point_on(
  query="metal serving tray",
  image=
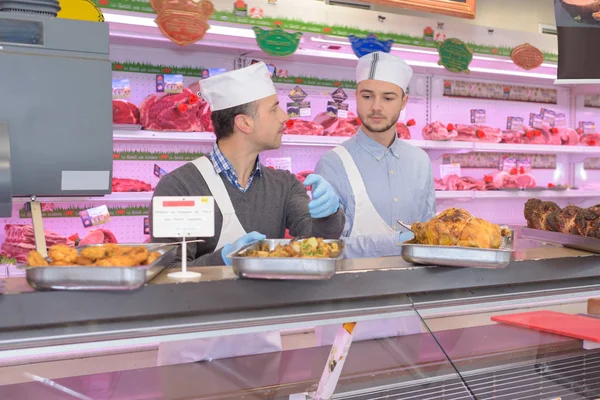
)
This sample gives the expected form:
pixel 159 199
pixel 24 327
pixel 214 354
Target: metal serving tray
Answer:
pixel 453 256
pixel 100 278
pixel 565 239
pixel 285 268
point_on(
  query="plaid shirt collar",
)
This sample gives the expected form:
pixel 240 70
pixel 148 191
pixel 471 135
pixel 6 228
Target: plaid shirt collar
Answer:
pixel 222 165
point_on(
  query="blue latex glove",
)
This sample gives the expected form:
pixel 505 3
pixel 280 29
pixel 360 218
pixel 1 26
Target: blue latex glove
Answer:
pixel 325 200
pixel 245 240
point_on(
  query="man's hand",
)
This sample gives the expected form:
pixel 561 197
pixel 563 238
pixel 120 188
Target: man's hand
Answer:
pixel 245 240
pixel 325 200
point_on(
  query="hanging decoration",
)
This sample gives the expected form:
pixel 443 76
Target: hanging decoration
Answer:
pixel 183 21
pixel 527 56
pixel 277 42
pixel 368 45
pixel 455 55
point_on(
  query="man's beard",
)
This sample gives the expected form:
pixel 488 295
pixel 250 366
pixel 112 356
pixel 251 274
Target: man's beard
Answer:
pixel 365 122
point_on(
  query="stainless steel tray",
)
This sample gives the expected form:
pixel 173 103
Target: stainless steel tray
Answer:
pixel 100 278
pixel 453 256
pixel 285 268
pixel 565 239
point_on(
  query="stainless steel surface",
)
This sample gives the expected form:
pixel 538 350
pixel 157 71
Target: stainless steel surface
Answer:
pixel 564 239
pixel 285 268
pixel 453 256
pixel 5 172
pixel 99 278
pixel 405 226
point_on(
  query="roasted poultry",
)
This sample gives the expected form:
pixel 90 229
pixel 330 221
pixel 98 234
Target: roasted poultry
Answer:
pixel 548 216
pixel 456 227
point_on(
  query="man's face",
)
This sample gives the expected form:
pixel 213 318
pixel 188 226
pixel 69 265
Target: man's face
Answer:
pixel 269 124
pixel 379 104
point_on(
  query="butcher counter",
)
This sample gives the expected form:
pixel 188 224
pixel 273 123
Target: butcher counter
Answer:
pixel 459 353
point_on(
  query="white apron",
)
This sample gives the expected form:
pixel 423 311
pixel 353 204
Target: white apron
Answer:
pixel 186 351
pixel 367 221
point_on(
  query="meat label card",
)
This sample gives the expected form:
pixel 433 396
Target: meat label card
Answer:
pixel 94 216
pixel 176 217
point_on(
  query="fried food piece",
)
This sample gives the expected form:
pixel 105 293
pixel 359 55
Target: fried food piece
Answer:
pixel 60 264
pixel 117 261
pixel 35 259
pixel 155 255
pixel 138 254
pixel 62 253
pixel 83 261
pixel 98 253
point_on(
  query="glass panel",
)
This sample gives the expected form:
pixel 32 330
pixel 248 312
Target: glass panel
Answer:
pixel 502 361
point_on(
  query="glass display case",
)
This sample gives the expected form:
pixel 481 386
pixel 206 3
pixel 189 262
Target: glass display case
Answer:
pixel 422 332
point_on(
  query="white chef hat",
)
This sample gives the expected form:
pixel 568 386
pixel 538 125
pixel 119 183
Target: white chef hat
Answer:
pixel 238 87
pixel 384 67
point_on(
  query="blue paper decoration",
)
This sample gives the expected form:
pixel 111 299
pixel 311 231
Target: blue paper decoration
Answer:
pixel 368 45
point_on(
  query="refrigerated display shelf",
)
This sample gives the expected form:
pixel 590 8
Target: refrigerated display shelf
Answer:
pixel 145 197
pixel 332 141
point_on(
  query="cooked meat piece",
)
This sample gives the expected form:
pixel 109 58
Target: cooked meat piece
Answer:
pixel 456 227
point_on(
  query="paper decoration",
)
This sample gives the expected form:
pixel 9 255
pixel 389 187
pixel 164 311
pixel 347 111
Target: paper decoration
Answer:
pixel 183 22
pixel 527 57
pixel 455 55
pixel 277 42
pixel 368 45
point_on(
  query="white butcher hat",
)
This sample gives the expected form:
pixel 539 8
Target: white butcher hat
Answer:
pixel 238 87
pixel 385 67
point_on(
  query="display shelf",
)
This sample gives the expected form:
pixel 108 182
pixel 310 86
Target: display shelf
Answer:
pixel 331 141
pixel 508 194
pixel 146 197
pixel 126 197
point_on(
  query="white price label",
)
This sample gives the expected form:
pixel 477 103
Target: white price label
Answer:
pixel 174 217
pixel 280 163
pixel 449 169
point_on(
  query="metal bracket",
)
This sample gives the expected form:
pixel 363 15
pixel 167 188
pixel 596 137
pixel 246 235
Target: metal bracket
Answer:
pixel 38 226
pixel 5 172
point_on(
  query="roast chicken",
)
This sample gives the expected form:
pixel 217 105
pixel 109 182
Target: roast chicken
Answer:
pixel 456 227
pixel 548 216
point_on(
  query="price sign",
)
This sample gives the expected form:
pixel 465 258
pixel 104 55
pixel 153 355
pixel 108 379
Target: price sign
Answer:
pixel 175 217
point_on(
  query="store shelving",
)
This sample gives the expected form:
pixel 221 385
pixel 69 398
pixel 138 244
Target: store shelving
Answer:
pixel 331 141
pixel 146 197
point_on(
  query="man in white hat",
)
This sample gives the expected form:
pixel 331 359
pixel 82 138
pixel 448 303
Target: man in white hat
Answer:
pixel 252 202
pixel 380 179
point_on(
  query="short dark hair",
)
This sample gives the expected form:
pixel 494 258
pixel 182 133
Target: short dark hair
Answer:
pixel 224 120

______________________________

## PROBLEM DETAILS
Please copy out every one of the lines above word for word, without the pictures.

## COMPLETED TASK
point_on(
  query="metal serving tray",
  image=
)
This sample gives the expected form:
pixel 159 199
pixel 24 327
pixel 214 354
Target: metal serving tray
Answer:
pixel 453 256
pixel 100 278
pixel 565 239
pixel 285 268
point_on(
  query="plaid shirt collar",
)
This sample gives the expected form:
pixel 240 70
pixel 148 191
pixel 471 135
pixel 6 228
Target: plaid shirt collar
Answer:
pixel 222 165
point_on(
  query="blue latex glove",
)
This sample gives the expected form:
pixel 505 3
pixel 280 29
pixel 360 218
pixel 1 26
Target: blue latex glove
Answer:
pixel 325 200
pixel 245 240
point_on(
  query="man's hand",
)
This sample gives the expected form:
pixel 561 197
pixel 563 238
pixel 120 188
Target: man's hand
Answer:
pixel 245 240
pixel 325 200
point_on(
  query="hanging decoration",
)
This sample gives the expected form:
pixel 443 76
Target: hanging decoration
Answer:
pixel 183 21
pixel 527 56
pixel 277 42
pixel 368 45
pixel 455 55
point_on(
  query="man's beard",
)
This sample gives the expected form:
pixel 488 295
pixel 250 366
pixel 112 356
pixel 251 274
Target: man's beard
Answer:
pixel 365 122
point_on(
  query="stainless steel tray",
)
This sample gives the expected form:
pixel 173 103
Target: stainless steel tray
Answer:
pixel 100 278
pixel 453 256
pixel 285 268
pixel 565 239
point_on(
  query="stainless steel surface",
)
This sample gives the expected form:
pixel 538 350
pixel 157 71
Target: stainless steel surface
Answer:
pixel 564 239
pixel 285 268
pixel 453 256
pixel 5 172
pixel 99 278
pixel 405 226
point_on(
  query="roasted poultry",
)
This sample gives the expected form:
pixel 90 229
pixel 330 221
pixel 98 234
Target: roasted poultry
Answer:
pixel 548 216
pixel 456 227
point_on(
  query="man's face",
)
This sample gives the expected form:
pixel 213 318
pixel 188 226
pixel 69 265
Target: man's face
Answer:
pixel 269 124
pixel 379 104
point_on(
  query="butcher counter",
)
This sample gives the expected form:
pixel 188 224
pixel 273 123
Target: butcher counter
Answer:
pixel 459 353
point_on(
  query="white apron",
)
This sample gives the expected form:
pixel 423 311
pixel 353 204
Target: white apron
Answer:
pixel 186 351
pixel 367 221
point_on(
  query="meat label card",
)
This sample gives the expected form:
pixel 433 396
Target: meat label card
Answer:
pixel 94 216
pixel 176 217
point_on(
  query="fried food piece",
)
This sample gives the expected form:
pixel 105 293
pixel 359 55
Target: fried food piece
Answer:
pixel 60 264
pixel 117 261
pixel 35 259
pixel 155 255
pixel 138 254
pixel 62 253
pixel 83 261
pixel 98 253
point_on(
  query="glass panel",
)
This sample gives the expected form:
pixel 32 330
pixel 248 312
Target: glass panel
Answer:
pixel 502 361
point_on(
  query="glass display case",
)
This sample gives the expected form:
pixel 481 386
pixel 206 3
pixel 189 262
Target: glass display case
Answer:
pixel 422 332
point_on(
  query="white chef hat",
)
This sample gives the expected form:
pixel 568 386
pixel 538 125
pixel 119 183
Target: white chef hat
Answer:
pixel 238 87
pixel 384 67
point_on(
  query="blue paper decoration",
)
This sample gives the expected form:
pixel 111 299
pixel 311 231
Target: blue paper decoration
Answer:
pixel 368 45
point_on(
  query="refrigerated display shelf",
)
This sample gives the expected form:
pixel 590 8
Target: refrigerated display shelf
Answer:
pixel 145 197
pixel 332 141
point_on(
  query="cooked meat piece",
)
This sample gives the expected form:
pixel 109 58
Target: cooked meat piece
Answer:
pixel 456 227
point_on(
  query="paper decoration",
)
This sample gives the expected form:
pixel 9 255
pixel 389 187
pixel 164 311
pixel 347 111
Target: paper decoration
Answer:
pixel 183 22
pixel 527 57
pixel 455 55
pixel 277 42
pixel 368 45
point_on(
  query="white butcher hat",
)
This sample gives the expected form:
pixel 539 8
Target: white butcher hat
Answer:
pixel 238 87
pixel 385 67
point_on(
  query="display shelf",
)
This sample gives the expected form:
pixel 108 182
pixel 310 86
Target: display shelf
Answer:
pixel 331 141
pixel 508 194
pixel 146 197
pixel 126 197
point_on(
  query="white price label",
)
This sample gives the expected form:
pixel 477 103
Target: white price label
Answer:
pixel 174 217
pixel 280 163
pixel 449 169
point_on(
  query="metal bracket",
)
This sample gives the expected form:
pixel 363 15
pixel 167 188
pixel 596 137
pixel 246 235
Target: metal bracket
Answer:
pixel 38 226
pixel 5 172
point_on(
  query="roast chicken",
)
This sample gives the expected form:
pixel 217 105
pixel 109 182
Target: roast chicken
Answer:
pixel 456 227
pixel 548 216
point_on(
  query="price sign",
)
This sample gives the expected form:
pixel 465 258
pixel 104 55
pixel 153 355
pixel 108 379
Target: price sign
Answer:
pixel 175 217
point_on(
  query="store shelving",
)
This sample gives the expected form:
pixel 221 385
pixel 69 398
pixel 138 244
Target: store shelving
Answer:
pixel 331 141
pixel 146 197
point_on(
  query="man in white hat",
)
This sample gives the expected form:
pixel 331 359
pixel 82 138
pixel 448 303
Target: man in white hat
Answer:
pixel 252 202
pixel 380 179
point_on(
  query="short dark hair",
)
This sample gives the expected form:
pixel 494 258
pixel 182 133
Target: short dark hair
Answer:
pixel 224 120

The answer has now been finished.